→ PROMPT
Rewrite the listing from its first line through the line containing "[(176, 278)]", swapping "marker" for "dot" and leaving everything else unchanged.

[Listing for pointing and labeling]
■ ■ ■ ■ ■

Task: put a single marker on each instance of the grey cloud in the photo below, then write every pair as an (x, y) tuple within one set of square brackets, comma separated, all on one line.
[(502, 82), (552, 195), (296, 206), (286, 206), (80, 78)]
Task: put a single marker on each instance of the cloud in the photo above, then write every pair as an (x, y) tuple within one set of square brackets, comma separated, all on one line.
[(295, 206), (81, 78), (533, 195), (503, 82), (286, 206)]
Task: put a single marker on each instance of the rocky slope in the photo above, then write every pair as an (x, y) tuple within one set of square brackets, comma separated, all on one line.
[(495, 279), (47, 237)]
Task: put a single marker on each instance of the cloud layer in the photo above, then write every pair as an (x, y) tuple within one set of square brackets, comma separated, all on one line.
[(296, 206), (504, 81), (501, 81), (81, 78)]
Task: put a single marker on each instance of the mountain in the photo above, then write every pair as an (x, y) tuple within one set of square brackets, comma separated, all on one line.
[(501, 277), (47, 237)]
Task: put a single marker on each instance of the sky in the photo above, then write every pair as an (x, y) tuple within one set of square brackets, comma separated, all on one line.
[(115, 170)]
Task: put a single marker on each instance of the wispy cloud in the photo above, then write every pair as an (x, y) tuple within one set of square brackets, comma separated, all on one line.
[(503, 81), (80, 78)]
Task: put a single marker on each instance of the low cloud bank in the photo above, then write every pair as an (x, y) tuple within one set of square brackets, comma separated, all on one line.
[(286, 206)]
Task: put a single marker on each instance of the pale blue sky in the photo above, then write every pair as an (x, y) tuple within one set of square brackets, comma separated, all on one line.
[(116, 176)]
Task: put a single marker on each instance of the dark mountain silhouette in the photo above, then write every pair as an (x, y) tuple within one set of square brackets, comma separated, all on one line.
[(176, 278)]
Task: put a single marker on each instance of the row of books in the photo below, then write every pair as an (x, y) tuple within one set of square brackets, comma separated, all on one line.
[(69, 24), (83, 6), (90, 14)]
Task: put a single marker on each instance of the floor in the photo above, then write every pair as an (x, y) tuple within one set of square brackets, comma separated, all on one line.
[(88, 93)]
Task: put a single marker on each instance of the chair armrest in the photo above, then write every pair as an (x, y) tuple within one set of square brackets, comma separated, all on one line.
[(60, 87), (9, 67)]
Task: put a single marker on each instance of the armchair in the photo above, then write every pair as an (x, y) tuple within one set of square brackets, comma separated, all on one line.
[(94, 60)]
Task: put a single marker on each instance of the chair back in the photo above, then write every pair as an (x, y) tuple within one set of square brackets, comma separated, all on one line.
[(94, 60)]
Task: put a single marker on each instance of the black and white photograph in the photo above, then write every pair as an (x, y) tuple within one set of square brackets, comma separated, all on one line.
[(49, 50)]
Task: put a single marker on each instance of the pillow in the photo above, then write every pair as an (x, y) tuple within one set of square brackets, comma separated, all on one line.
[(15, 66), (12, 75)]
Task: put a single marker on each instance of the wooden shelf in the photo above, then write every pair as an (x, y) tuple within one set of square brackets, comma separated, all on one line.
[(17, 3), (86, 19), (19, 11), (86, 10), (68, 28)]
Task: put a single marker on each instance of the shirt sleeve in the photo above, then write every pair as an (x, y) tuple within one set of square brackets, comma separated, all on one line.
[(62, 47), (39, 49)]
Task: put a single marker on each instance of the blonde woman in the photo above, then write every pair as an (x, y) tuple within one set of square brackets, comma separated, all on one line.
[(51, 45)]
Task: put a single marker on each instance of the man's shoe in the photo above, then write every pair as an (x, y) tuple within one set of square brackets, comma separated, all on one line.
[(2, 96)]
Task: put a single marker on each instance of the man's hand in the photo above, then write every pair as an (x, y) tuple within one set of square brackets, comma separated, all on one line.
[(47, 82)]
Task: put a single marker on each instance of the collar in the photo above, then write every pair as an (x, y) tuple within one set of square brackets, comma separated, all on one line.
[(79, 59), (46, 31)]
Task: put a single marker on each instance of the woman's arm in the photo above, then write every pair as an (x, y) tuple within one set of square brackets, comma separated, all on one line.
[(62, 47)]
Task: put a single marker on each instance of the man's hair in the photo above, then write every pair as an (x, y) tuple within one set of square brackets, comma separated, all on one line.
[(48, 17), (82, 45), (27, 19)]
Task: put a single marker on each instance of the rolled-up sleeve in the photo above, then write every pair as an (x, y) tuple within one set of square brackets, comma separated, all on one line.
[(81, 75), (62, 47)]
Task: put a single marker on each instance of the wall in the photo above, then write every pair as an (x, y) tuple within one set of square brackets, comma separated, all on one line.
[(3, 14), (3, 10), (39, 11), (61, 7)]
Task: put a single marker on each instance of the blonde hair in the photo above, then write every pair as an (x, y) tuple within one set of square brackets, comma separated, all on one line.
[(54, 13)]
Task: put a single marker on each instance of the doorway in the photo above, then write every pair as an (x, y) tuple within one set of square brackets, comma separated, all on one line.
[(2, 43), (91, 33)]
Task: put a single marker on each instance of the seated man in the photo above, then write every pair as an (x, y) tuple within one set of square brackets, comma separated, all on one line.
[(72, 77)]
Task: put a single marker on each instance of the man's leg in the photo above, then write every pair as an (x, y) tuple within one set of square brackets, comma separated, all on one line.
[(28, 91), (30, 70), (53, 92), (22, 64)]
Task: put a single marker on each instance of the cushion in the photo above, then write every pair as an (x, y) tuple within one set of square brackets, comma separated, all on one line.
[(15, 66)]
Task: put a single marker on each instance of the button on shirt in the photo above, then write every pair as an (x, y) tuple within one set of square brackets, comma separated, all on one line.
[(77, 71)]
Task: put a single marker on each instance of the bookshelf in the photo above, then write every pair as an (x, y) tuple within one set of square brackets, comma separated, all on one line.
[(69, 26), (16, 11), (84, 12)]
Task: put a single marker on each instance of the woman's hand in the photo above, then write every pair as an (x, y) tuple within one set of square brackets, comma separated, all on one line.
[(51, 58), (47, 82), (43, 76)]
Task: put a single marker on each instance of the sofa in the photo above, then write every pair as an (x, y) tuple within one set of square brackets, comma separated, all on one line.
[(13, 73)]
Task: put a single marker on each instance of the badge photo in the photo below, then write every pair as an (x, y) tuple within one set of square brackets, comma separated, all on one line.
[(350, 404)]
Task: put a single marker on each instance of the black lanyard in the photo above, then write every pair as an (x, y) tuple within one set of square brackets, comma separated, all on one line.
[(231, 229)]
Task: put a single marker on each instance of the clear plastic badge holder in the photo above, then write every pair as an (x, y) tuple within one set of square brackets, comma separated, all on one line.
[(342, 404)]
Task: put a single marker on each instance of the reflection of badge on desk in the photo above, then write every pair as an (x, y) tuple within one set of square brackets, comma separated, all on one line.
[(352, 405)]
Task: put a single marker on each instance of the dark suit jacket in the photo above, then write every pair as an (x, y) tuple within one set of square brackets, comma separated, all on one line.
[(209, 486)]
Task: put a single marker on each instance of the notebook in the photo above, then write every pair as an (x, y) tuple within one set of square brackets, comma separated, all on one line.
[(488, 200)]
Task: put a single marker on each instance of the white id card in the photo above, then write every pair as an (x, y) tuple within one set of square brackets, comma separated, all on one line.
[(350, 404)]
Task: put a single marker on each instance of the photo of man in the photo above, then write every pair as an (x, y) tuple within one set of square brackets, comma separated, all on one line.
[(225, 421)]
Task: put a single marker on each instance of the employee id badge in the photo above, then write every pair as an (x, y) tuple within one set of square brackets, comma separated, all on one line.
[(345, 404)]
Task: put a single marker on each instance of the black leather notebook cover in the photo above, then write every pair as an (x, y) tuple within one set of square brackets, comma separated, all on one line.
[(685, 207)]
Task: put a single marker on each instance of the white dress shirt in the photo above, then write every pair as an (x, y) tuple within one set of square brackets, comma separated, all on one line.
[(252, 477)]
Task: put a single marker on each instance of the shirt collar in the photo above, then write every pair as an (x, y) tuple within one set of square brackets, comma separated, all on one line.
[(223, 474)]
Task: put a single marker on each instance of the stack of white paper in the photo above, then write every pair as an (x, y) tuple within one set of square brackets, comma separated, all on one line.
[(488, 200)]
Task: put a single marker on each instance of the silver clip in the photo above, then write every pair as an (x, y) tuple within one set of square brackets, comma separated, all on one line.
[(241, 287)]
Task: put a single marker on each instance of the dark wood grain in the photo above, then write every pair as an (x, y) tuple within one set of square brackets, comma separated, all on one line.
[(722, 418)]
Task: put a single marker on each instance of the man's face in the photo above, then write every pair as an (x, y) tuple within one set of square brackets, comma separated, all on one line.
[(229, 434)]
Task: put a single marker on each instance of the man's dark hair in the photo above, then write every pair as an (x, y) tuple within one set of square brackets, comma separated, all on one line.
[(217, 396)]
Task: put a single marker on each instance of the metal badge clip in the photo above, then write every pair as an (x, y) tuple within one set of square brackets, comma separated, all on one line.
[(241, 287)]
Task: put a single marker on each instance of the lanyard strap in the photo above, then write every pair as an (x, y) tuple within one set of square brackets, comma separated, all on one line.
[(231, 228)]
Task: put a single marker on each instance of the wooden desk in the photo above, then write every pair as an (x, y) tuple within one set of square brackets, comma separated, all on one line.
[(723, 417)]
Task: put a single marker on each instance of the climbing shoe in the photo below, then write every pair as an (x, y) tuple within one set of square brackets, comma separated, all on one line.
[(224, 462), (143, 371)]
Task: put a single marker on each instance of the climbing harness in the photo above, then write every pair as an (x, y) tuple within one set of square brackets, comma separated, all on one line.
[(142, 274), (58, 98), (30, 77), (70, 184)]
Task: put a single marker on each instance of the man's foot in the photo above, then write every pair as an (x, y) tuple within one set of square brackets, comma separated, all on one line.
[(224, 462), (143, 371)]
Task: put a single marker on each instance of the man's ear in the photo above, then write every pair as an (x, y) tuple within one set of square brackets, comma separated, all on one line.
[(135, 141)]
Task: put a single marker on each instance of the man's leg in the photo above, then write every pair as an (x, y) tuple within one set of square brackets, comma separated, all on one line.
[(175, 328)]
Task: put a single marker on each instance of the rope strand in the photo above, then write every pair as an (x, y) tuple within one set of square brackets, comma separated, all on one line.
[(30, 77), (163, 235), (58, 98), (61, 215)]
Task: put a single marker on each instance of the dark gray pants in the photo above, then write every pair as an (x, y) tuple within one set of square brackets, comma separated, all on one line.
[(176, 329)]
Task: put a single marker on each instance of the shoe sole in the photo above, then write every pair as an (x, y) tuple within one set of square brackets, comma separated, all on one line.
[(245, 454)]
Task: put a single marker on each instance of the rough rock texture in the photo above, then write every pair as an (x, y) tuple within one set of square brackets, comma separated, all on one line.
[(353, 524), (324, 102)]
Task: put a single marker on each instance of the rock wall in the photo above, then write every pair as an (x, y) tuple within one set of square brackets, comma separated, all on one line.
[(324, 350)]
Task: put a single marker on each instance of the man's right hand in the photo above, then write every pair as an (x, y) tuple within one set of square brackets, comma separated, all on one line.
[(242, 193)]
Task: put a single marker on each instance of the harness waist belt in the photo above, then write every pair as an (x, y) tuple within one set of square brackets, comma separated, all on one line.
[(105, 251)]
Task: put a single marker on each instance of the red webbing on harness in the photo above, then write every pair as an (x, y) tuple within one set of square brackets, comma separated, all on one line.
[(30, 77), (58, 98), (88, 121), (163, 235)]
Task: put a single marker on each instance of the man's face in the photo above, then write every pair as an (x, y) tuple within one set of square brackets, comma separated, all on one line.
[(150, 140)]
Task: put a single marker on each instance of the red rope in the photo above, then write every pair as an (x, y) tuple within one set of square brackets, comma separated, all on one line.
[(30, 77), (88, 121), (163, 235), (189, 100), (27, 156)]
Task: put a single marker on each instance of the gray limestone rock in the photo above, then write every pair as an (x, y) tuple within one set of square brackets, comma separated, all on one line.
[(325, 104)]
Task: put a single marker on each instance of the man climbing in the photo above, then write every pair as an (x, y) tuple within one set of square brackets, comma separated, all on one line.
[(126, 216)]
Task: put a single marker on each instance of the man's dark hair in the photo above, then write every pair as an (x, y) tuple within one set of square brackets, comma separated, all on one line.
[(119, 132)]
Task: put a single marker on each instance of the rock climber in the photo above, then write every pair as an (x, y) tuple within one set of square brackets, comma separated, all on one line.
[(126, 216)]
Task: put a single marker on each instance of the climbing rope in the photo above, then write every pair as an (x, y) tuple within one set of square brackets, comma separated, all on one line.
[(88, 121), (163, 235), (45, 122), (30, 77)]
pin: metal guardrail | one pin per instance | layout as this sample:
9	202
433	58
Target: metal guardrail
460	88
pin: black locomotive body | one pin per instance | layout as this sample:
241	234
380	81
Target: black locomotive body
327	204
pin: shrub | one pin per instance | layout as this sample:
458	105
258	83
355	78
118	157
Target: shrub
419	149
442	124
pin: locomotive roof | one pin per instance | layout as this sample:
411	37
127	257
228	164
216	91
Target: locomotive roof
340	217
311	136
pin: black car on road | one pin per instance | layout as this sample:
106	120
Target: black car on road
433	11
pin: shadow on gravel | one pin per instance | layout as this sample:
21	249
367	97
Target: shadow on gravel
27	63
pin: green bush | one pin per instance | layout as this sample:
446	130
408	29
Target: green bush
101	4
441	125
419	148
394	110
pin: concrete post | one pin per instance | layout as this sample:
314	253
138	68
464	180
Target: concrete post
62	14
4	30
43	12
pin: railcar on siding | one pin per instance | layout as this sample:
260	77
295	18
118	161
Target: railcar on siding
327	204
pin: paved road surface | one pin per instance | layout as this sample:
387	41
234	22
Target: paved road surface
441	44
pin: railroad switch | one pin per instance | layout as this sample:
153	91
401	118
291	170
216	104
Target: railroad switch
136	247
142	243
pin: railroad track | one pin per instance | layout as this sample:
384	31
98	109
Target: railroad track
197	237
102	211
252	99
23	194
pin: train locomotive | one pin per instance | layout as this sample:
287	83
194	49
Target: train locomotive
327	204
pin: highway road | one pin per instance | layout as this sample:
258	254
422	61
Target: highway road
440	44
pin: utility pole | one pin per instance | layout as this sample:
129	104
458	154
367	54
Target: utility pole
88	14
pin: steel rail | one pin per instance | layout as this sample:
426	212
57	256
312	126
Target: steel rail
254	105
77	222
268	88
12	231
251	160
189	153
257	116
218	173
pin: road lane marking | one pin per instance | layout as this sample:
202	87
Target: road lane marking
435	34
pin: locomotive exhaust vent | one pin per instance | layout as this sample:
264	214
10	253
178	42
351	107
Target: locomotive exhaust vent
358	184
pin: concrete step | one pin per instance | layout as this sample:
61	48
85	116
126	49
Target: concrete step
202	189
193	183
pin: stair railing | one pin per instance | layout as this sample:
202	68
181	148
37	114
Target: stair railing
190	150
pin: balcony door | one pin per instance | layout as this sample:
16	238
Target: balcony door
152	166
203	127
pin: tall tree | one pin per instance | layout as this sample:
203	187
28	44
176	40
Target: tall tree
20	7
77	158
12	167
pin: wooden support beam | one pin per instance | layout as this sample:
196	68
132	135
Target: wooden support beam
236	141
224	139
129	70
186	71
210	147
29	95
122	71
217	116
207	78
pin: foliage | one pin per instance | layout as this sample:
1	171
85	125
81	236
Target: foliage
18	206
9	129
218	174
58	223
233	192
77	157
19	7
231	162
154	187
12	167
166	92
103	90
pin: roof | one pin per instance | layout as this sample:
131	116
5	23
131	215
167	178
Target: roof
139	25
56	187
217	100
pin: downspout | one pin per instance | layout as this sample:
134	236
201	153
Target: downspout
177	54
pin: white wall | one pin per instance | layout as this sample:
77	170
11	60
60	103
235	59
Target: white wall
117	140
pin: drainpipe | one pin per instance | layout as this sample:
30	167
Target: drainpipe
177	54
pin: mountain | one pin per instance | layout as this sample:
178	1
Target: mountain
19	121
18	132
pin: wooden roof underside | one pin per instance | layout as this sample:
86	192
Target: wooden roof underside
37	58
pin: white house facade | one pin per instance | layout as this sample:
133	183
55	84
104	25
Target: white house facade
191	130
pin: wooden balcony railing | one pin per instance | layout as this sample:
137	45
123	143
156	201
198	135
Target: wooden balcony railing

■ ■ ■ ■ ■

→ THE RESPONSE
Task: put a single dot on each instance of the grey cloud in the photo below, then write every pair as an (x, y) tuple within one set of square brackets, comma separated, all on one line.
[(502, 82), (552, 195), (296, 206), (286, 206), (80, 78)]
Task: put a single dot on each instance of the cloud in the photo above, then write every pair as an (x, y) tuple within one set of square brackets, comma separated, all on one line.
[(295, 206), (81, 78), (533, 195), (503, 82), (286, 206)]
Task: put a single dot on each instance of the rocky slope in the photo above, then write every pair as an (x, y) tuple within one set of square brackets, comma separated, all on one line.
[(495, 279), (47, 237)]
Task: put a single dot on each instance of the cloud layer in the photo above, then write every pair as an (x, y) tuple within one set of square brackets, comma separated, all on one line.
[(296, 206), (504, 81), (501, 81), (81, 78)]
Task: put a single dot on each instance of the mountain in the photo above, then write every pair as an (x, y) tuple within one set of square brackets, comma separated, all on one line.
[(501, 277), (47, 237)]
Task: put a single dot on each instance of the sky in the photo above, then write every pair as an (x, y) tuple within one set of square brackets, comma separated, all on one line.
[(115, 170)]
Task: put a single dot on each instance of the wispy cloud in the photo above, then write every pair as an (x, y) tuple within one set of square brackets, comma separated, all on one line.
[(503, 81), (80, 78)]
Task: put a single dot on each instance of the low cloud bank in the photo above, then write every pair as an (x, y) tuple within one set of square brackets, comma separated, all on one line.
[(286, 206)]
Task: put a single dot on each instance of the pale blue sky in the photo above, then write every pair as an (x, y) tuple within one set of square brackets, comma separated, all on one line.
[(116, 176)]
Task: put a single dot on each instance of the dark mountain silhouette in the photo above, then write every pair as an (x, y) tuple within one set of square brackets, comma separated, all on one line.
[(176, 278)]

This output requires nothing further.